Ray Kurzweil: Vom langen Leben zum ewigen Leben

Alexander Trust, den 1. März 2008
Raymond Kurzweil
Raymond Kurzweil, Foto: Michael Lutch via Wikimedia (CC BY-SA 1.0).

Wenn es nach Ray Kurzweil geht, dann ist es nur noch eine Frage der Zeit, bis wir ewig leben werden. Vorbei sein könnten dann die Bemühungen, den Tod hinauszögern zu wollen. Vorbei wären dann aber auch die Zeiten, in denen wir Religion, die Vorstellung von der Wiedergeburt oder metaphysische Deutungshorizonte benötigten.

Im Feuilleton der FAZ gab es ein Interview mit Kurzweil um Leben und Tod.

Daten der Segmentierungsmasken
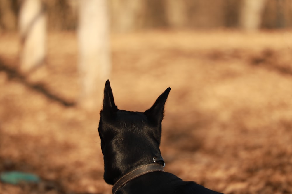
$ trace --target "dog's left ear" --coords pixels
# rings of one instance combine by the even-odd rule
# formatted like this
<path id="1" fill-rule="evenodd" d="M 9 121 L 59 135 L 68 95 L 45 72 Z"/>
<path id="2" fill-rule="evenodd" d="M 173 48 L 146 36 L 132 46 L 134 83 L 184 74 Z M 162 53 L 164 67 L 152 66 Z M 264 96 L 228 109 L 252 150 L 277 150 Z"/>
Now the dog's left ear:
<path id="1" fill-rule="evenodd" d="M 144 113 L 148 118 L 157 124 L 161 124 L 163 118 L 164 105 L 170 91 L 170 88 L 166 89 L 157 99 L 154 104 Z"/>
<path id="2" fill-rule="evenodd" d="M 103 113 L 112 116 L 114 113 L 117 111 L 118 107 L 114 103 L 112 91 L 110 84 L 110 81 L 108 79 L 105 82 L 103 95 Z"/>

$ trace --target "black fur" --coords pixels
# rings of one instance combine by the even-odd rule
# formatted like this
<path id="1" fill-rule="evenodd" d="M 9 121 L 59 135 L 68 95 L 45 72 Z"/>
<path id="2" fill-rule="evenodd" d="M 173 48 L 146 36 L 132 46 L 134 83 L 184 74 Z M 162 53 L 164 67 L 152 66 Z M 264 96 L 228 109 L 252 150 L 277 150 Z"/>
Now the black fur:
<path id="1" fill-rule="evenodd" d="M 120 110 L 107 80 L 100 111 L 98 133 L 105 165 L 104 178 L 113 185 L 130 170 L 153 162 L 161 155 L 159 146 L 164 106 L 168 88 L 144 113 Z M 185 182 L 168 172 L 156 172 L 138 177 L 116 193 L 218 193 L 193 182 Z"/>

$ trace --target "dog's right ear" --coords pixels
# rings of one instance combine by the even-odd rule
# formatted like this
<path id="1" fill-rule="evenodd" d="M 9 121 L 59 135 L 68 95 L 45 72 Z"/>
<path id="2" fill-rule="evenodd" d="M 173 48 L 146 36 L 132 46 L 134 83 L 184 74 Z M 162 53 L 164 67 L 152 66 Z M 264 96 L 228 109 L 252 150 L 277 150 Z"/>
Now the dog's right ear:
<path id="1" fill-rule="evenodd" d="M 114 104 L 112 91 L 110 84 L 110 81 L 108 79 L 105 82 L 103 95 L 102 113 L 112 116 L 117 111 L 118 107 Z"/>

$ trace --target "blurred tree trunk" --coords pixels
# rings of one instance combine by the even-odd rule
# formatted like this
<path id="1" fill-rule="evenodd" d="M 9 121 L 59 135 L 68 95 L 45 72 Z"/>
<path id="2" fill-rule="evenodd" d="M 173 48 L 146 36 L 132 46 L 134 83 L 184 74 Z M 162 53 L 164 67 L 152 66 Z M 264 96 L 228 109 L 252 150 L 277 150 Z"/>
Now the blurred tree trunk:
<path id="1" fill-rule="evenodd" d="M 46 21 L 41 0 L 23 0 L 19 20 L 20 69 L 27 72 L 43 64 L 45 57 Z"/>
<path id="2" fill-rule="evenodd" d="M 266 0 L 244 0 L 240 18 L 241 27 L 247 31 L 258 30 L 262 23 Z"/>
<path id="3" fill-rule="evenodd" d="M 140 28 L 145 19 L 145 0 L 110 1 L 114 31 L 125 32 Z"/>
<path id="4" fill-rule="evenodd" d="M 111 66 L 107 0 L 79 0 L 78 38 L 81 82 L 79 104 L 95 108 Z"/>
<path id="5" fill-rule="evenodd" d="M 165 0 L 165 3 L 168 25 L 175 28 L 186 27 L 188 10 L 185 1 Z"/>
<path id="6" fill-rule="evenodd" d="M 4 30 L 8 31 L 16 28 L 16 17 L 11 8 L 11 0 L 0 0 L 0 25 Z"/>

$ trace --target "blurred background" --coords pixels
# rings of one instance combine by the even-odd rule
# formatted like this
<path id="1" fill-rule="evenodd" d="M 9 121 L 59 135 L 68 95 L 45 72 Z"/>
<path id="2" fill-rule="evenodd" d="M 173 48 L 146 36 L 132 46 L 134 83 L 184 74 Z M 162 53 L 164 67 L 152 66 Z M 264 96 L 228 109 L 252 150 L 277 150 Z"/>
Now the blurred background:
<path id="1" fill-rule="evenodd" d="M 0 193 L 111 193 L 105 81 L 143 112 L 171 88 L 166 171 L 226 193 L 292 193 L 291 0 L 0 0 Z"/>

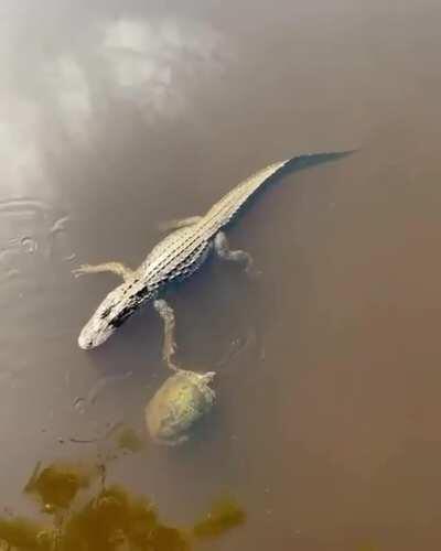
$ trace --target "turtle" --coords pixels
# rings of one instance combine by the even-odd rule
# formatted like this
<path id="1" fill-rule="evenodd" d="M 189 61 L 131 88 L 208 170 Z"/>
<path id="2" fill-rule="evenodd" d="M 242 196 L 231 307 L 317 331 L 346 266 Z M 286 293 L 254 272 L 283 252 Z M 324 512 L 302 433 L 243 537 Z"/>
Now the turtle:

ZUR AUFGABE
Zähle alles auf, was wir laut dem Textauszug über Ray Kurzweil künftig nicht mehr benötigen würden.

LÖSUNG
- Religion
- die Vorstellung von der Wiedergeburt
- metaphysische Deutungshorizonte